### WHAT YOU SHOULD DO:
Can you render the items below, from the line containing "Scouting pass: put a marker on the wooden" through the end of the items, as a Markdown table with columns titled No. and Text, numbering each line and leaving out blank lines?

....

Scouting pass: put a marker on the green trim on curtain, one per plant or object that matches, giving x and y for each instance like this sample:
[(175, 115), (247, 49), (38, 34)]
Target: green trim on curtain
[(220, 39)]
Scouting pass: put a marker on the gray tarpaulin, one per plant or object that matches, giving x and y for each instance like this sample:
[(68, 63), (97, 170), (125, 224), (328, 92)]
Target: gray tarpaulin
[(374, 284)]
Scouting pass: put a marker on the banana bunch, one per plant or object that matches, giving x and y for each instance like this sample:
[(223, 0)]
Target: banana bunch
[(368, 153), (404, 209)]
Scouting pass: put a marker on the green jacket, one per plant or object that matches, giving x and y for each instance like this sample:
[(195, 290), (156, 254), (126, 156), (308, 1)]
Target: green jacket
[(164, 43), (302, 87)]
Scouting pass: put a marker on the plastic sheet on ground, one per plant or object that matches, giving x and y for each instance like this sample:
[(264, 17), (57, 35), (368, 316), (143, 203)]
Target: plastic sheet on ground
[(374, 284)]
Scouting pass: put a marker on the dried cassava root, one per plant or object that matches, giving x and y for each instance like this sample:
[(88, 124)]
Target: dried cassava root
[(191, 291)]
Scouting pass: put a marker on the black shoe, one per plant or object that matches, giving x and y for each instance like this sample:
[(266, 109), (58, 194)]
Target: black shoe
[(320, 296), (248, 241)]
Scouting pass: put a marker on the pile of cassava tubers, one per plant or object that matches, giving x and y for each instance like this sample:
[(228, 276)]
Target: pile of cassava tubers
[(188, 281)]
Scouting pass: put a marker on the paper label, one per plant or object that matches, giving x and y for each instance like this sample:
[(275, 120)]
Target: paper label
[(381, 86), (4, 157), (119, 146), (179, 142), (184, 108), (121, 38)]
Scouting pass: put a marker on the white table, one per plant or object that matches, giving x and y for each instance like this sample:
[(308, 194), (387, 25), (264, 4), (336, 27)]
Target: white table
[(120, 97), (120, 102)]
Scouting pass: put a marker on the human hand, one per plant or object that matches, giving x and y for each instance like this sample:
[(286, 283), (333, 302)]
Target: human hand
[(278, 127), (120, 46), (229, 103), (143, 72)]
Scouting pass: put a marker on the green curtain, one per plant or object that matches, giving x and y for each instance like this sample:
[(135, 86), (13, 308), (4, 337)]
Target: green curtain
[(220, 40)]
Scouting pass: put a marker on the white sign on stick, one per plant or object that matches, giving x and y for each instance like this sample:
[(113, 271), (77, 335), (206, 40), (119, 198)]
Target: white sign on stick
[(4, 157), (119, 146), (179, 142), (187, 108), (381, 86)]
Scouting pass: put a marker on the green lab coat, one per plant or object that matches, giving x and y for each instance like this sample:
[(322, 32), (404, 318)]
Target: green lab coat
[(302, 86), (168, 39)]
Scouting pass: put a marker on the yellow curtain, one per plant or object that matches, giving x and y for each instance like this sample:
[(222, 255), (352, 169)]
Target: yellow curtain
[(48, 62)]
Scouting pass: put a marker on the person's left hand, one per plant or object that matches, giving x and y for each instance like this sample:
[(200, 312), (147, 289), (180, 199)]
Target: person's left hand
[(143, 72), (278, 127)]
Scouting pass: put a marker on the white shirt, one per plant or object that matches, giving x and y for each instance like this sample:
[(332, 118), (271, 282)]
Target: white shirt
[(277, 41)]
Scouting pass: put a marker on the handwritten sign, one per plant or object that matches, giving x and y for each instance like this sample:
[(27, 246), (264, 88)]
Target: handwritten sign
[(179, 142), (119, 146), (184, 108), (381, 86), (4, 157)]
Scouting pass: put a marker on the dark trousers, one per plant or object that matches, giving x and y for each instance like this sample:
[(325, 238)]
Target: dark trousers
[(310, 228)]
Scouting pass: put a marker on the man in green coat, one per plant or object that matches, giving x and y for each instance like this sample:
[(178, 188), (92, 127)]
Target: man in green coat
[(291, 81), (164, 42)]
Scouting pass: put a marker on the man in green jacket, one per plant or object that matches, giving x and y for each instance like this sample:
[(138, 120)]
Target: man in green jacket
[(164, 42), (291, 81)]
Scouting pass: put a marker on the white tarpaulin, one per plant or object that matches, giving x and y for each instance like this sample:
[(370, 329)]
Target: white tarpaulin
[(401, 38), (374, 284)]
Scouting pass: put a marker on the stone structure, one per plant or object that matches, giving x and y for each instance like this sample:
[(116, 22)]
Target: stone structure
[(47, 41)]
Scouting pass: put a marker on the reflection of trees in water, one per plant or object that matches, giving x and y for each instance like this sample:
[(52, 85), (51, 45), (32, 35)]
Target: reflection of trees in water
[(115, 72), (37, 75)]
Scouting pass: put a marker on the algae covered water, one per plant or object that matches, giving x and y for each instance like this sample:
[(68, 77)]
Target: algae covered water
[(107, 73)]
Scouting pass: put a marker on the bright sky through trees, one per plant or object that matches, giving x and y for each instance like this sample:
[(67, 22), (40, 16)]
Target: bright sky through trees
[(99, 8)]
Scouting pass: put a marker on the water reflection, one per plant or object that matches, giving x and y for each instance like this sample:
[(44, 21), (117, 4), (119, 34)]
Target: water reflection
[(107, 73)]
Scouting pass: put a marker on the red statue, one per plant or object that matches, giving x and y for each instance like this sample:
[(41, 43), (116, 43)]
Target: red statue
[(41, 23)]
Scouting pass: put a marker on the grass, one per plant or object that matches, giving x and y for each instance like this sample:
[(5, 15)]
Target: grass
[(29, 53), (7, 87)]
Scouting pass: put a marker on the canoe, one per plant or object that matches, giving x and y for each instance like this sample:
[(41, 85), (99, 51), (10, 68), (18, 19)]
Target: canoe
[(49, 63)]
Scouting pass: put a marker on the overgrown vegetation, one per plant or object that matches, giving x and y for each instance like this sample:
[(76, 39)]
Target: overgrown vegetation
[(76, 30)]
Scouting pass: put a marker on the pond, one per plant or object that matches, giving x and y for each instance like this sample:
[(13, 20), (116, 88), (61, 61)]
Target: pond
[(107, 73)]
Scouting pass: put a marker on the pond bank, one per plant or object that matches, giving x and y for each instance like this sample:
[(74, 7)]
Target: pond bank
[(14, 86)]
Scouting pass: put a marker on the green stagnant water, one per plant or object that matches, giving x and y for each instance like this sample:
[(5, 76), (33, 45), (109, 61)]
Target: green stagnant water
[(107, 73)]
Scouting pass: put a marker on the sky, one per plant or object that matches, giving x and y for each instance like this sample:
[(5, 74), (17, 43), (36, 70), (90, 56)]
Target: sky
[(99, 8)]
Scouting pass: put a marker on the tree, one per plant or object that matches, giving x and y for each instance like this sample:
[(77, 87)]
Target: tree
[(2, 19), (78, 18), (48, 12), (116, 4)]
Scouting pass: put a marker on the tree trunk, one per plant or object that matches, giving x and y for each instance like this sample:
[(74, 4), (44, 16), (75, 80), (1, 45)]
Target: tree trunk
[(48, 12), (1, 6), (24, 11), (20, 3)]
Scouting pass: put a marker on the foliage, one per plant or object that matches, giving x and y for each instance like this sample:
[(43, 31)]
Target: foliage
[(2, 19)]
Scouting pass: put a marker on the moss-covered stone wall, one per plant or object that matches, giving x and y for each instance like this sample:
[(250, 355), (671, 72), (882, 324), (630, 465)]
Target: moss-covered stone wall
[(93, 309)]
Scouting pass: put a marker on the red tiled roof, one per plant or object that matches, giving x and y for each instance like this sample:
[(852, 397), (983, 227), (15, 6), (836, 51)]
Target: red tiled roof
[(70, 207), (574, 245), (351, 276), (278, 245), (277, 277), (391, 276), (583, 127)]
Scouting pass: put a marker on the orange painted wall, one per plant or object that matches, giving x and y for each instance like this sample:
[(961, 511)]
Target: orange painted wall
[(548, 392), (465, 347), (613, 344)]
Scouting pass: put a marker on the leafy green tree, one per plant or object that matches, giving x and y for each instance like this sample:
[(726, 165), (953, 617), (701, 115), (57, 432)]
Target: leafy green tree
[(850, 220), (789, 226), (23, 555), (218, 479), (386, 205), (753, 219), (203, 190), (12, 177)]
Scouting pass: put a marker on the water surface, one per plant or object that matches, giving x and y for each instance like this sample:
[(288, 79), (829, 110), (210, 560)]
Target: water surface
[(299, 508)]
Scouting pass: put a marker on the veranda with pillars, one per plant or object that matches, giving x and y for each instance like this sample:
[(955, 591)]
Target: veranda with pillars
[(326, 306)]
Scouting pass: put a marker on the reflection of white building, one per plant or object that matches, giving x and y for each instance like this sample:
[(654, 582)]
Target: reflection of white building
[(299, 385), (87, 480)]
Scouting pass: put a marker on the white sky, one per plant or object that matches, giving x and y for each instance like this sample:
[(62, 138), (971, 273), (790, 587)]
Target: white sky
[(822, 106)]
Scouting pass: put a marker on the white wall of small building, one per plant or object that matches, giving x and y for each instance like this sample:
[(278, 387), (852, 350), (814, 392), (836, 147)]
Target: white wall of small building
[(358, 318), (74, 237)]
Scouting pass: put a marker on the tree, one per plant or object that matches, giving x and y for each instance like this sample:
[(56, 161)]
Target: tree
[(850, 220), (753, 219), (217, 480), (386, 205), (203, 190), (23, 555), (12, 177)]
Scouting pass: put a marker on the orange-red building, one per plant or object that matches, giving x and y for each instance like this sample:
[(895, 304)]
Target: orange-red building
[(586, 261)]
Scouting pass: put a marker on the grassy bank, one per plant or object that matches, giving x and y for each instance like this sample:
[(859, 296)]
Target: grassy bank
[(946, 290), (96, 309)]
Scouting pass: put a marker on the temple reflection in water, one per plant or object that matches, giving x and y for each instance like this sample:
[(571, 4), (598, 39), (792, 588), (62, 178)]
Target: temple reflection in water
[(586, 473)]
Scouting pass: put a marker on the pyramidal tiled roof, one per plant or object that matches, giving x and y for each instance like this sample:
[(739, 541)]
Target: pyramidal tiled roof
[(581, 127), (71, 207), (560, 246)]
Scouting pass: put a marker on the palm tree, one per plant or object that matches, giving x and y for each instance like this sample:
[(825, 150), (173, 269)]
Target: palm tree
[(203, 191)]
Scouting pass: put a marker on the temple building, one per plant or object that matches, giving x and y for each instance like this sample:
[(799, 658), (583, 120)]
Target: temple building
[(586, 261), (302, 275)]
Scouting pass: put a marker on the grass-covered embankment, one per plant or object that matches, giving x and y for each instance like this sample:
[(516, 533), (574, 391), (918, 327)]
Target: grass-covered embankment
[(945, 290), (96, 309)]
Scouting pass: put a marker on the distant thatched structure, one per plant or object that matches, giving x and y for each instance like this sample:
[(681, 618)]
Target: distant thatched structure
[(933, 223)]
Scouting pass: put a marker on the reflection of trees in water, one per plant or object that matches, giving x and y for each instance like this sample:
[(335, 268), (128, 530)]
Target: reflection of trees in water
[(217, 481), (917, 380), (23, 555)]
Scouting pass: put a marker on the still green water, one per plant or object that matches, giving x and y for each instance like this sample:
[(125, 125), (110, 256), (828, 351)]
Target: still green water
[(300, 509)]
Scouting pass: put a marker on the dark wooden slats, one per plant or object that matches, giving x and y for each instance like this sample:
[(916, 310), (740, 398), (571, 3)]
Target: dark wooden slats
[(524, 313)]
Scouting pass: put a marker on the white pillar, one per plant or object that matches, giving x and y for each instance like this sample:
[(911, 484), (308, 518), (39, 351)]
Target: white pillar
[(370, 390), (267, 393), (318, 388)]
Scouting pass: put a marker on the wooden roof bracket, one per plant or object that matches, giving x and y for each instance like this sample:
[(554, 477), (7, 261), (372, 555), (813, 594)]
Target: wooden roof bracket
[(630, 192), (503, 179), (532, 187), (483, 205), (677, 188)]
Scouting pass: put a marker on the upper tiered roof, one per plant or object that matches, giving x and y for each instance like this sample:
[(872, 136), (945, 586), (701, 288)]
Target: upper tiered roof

....

### EXERCISE RESPONSE:
| No. | Text |
|---|---|
| 1 | Scouting pass: put a marker on the wooden roof bracket, one per plant or object that matches, giving x and y for each instance like this sample: |
| 2 | [(554, 477), (7, 261), (372, 555), (813, 594)] |
| 3 | Target: wooden roof bracket |
| 4 | [(630, 192), (503, 179), (532, 187), (483, 205), (677, 188)] |
| 5 | Scouting pass: put a marker on the upper tiered roof, one per plant or object that matches, giving x and y for each instance like this sample: |
| 6 | [(872, 136), (945, 586), (701, 288)] |
| 7 | Target: upper tiered roof |